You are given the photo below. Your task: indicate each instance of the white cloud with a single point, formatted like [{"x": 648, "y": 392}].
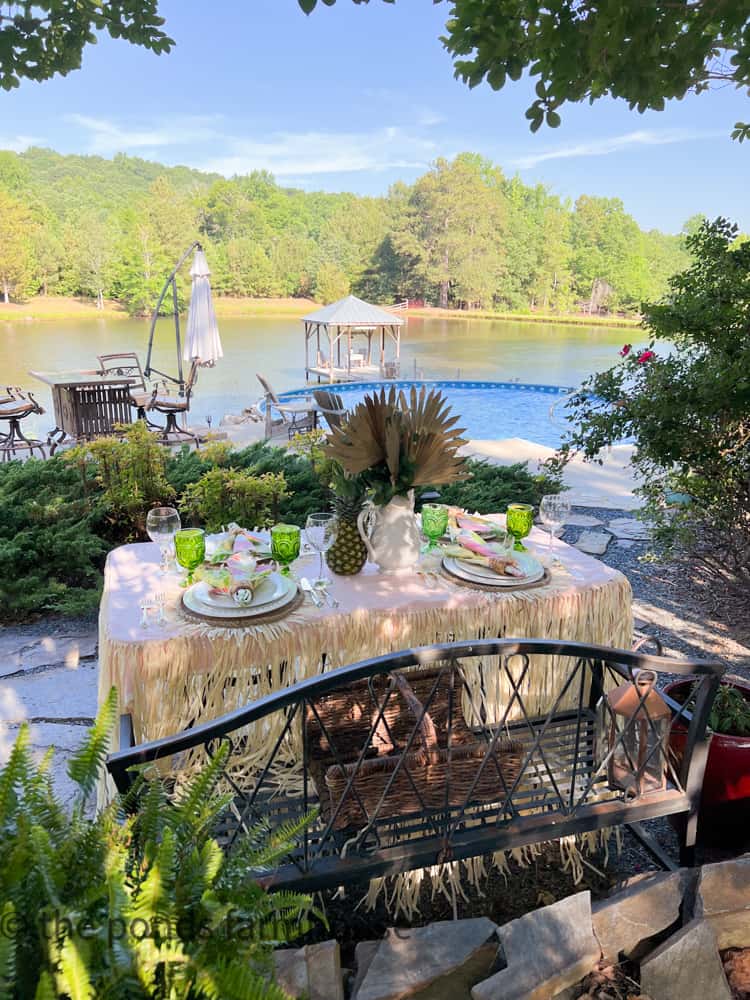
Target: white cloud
[
  {"x": 18, "y": 143},
  {"x": 107, "y": 137},
  {"x": 285, "y": 154},
  {"x": 612, "y": 144},
  {"x": 295, "y": 154}
]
════
__Stated goal__. Reproduce the records above in full, requests included, and shift every x and y coordinate in the answer points by -27. Leave the pictures out.

__Solution for this problem__.
You are given the photo below. Your task: indicate each instance of the white cloud with a single point, formatted like [{"x": 648, "y": 392}].
Target: white cloud
[
  {"x": -9, "y": 116},
  {"x": 80, "y": 110},
  {"x": 258, "y": 127},
  {"x": 585, "y": 117},
  {"x": 268, "y": 127}
]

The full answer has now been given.